## [Source records]
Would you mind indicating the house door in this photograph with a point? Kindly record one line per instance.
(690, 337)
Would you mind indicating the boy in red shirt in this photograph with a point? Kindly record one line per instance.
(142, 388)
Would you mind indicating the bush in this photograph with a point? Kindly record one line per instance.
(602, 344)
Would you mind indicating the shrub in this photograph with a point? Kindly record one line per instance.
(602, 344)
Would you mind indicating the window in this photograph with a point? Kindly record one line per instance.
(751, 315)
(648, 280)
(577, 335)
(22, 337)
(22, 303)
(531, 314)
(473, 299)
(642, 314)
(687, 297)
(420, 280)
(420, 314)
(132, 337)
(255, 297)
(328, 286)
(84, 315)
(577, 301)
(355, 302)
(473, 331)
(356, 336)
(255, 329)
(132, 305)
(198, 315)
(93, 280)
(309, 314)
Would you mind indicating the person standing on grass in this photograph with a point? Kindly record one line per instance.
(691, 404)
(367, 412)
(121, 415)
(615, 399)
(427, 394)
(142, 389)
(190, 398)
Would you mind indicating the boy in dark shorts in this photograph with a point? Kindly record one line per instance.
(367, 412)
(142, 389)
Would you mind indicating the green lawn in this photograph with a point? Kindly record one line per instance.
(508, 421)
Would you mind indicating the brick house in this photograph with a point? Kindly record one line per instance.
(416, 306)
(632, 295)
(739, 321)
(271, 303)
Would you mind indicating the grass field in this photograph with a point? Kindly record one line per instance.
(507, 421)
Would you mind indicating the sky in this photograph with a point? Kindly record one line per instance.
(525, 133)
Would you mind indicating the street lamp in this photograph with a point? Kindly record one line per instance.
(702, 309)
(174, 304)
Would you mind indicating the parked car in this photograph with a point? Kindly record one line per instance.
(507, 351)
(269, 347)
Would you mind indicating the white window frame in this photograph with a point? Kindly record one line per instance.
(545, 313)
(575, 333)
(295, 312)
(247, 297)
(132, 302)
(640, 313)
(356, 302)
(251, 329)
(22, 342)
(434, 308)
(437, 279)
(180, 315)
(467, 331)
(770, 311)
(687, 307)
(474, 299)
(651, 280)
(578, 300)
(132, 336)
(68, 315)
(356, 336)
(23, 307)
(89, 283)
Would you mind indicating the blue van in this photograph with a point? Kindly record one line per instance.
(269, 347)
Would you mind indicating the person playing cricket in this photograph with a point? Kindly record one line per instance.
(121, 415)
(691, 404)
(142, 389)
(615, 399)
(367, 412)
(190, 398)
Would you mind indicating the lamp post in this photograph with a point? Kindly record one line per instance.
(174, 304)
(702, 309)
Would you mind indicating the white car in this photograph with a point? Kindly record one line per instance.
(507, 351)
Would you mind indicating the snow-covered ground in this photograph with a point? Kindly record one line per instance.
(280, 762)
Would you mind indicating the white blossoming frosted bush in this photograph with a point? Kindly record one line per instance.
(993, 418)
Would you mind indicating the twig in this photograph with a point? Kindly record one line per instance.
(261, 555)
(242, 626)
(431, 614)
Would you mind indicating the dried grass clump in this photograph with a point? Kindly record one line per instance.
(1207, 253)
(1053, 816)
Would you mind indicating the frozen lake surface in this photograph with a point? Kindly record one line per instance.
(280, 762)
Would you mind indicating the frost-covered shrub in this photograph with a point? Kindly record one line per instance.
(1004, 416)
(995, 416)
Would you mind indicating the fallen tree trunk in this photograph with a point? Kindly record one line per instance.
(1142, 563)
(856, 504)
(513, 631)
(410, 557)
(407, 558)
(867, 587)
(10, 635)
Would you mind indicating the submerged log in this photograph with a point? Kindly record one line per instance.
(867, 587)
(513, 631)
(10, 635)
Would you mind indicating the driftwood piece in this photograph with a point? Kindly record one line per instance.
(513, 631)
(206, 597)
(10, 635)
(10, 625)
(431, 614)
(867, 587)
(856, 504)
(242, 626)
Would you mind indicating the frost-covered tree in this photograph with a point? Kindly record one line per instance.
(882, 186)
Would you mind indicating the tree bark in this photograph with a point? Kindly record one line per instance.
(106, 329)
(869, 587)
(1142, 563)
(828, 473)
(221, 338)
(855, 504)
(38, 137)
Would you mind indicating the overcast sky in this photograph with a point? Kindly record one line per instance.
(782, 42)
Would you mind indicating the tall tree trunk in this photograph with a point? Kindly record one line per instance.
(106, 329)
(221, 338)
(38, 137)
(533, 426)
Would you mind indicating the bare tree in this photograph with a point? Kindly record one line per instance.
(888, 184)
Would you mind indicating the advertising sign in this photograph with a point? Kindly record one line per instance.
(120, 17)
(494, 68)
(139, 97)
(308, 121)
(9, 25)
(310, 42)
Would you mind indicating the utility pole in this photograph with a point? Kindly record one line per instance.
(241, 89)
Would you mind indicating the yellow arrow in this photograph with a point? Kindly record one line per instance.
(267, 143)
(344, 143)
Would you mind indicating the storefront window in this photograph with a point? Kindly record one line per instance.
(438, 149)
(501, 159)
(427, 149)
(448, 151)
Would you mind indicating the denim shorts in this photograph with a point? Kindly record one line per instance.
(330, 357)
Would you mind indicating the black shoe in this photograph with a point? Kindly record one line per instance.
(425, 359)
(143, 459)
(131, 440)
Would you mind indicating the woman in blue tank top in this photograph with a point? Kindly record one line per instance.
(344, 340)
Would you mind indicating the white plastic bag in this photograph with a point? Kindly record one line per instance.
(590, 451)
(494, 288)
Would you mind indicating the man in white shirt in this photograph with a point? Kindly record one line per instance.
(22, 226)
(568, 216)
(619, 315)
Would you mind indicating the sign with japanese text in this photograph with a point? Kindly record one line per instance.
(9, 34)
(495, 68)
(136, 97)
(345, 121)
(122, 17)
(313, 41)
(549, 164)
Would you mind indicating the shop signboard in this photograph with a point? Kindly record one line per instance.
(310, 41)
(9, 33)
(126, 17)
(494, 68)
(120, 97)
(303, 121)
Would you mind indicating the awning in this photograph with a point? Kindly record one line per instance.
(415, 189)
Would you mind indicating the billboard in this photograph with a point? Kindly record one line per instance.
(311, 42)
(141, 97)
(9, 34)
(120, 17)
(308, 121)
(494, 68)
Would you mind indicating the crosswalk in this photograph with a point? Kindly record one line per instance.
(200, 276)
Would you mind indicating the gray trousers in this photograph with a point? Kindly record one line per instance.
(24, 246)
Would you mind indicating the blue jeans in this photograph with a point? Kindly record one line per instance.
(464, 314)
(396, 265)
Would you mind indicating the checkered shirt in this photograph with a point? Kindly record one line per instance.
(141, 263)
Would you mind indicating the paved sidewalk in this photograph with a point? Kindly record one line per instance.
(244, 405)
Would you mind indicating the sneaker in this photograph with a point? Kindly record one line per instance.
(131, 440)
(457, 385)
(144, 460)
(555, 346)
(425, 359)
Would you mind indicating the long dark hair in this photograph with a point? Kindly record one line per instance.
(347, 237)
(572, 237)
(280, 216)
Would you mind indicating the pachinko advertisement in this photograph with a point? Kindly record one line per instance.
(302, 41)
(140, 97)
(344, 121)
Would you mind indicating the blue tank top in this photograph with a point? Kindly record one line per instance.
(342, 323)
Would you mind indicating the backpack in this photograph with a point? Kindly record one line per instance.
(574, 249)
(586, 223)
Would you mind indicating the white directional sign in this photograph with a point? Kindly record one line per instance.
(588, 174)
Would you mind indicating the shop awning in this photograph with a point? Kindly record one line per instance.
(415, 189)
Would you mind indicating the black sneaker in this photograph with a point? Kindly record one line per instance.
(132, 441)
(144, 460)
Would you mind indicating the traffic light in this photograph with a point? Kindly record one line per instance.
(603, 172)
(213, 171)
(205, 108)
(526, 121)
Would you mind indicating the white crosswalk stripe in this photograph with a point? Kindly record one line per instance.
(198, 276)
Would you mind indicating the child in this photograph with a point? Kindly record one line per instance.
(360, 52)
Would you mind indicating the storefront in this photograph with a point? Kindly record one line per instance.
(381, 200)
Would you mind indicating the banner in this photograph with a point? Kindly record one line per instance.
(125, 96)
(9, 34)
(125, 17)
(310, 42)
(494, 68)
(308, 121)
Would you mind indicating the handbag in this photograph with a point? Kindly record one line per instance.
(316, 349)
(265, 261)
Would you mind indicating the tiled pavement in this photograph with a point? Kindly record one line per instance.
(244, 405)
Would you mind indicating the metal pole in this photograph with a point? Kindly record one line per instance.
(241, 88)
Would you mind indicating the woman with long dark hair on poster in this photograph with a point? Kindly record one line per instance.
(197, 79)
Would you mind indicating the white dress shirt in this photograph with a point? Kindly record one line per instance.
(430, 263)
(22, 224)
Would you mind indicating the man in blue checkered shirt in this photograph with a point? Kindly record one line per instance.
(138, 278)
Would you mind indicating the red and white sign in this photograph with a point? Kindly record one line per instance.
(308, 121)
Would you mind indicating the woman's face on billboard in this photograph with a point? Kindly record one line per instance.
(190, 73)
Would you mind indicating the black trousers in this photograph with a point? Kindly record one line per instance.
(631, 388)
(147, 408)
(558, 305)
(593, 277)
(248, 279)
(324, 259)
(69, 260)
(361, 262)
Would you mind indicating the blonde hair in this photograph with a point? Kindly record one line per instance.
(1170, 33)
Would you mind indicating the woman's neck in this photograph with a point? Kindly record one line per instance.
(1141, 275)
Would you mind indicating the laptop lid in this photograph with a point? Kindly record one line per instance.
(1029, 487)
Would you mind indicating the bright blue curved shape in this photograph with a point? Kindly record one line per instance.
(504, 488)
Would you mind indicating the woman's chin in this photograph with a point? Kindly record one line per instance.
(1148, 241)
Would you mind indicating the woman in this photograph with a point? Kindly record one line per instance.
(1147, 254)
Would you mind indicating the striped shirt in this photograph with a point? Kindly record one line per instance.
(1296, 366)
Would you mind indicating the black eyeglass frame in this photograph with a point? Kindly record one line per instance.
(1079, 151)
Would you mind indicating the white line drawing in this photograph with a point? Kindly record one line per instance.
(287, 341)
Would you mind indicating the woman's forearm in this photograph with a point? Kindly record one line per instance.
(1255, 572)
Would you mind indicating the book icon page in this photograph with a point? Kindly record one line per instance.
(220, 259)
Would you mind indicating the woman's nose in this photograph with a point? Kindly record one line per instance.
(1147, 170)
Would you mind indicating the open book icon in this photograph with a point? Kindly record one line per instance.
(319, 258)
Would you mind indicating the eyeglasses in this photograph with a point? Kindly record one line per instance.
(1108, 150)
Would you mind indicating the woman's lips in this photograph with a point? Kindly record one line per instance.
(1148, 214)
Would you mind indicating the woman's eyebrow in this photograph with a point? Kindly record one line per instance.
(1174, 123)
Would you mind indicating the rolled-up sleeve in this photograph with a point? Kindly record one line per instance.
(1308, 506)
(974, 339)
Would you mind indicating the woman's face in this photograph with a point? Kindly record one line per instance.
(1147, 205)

## [Stated goal]
Quote, without any change, each line from the one that contains "Would you mind indicating the eyeglasses" through the end of the material.

## [Response to this exercise]
Would you mind indicating the eyeglasses in this photograph with a point? Kindly record one line per instance.
(1108, 150)
Would you mind indicating the woman's lips in this photograph with a point? Kindly record one line per instance.
(1148, 214)
Would you mind indicating the woman's eyebrow in this photograph with a point? Kindly record one line per instance.
(1174, 123)
Would you mind indicating the rolled-up sleeve in this photograph with a point? Kindly record one line per instance.
(1308, 506)
(974, 339)
Would you mind indicating the woman's face in this photograph with a point? Kindly record one line per instance.
(1147, 205)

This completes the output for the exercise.